■ AIM OF THE EXERCISE: Please return the full listing word for word, leaving out any pictures.

■ DATA EXTRACT:
________________________________________

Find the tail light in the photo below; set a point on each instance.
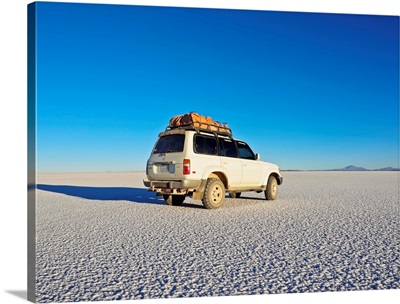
(186, 166)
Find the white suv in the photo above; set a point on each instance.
(204, 165)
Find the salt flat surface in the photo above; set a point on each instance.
(102, 236)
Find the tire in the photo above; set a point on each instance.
(271, 192)
(235, 194)
(214, 194)
(174, 200)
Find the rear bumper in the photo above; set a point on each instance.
(172, 186)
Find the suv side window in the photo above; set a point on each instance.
(227, 147)
(205, 145)
(245, 151)
(170, 143)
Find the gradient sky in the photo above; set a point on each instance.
(305, 90)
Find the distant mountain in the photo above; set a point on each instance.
(387, 169)
(350, 168)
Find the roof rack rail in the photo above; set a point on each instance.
(203, 127)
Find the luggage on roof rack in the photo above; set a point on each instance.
(197, 121)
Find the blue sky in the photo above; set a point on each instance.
(306, 91)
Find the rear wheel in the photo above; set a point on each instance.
(174, 200)
(235, 194)
(272, 188)
(214, 193)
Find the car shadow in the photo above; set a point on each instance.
(137, 195)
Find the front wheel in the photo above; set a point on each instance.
(214, 193)
(174, 200)
(271, 192)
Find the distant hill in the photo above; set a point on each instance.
(387, 169)
(350, 168)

________________________________________

■ ANSWER SECTION:
Find the tail light in the photo below; set a point on each instance.
(186, 166)
Find the white suv in the photo above; set a point on each instance.
(204, 165)
Find the salt flat surface in the photo above; set a point on each instance.
(102, 236)
Find the tire in the photo above; set a point on each instance.
(271, 192)
(235, 194)
(214, 194)
(174, 200)
Find the rear bumper in the photo above; set a point on each instance.
(172, 186)
Find the suv side window in the photo above; set a point on each instance.
(227, 147)
(205, 145)
(245, 151)
(170, 143)
Find the gradient sky in the photo above; set a point on each instance.
(305, 90)
Find the distant mountain in the photo above; set a point on each instance.
(387, 169)
(350, 168)
Find the roof rack rail in the photo above; set a point on each instance.
(203, 127)
Find the luggage on roof rack in the photo above; set a point on each instance.
(197, 121)
Find the blue sky in the photo above; set a point on each instance.
(306, 91)
Find the rear wheel in the photo above; set a point on each instance.
(174, 200)
(235, 194)
(272, 188)
(214, 193)
Find the car shadow in the photo above; set a point on each instance.
(137, 195)
Find the front wheel in the photo above; set a point on each instance.
(214, 193)
(174, 200)
(271, 192)
Find the distant hill in the photo above; set a point on each instance.
(387, 169)
(350, 168)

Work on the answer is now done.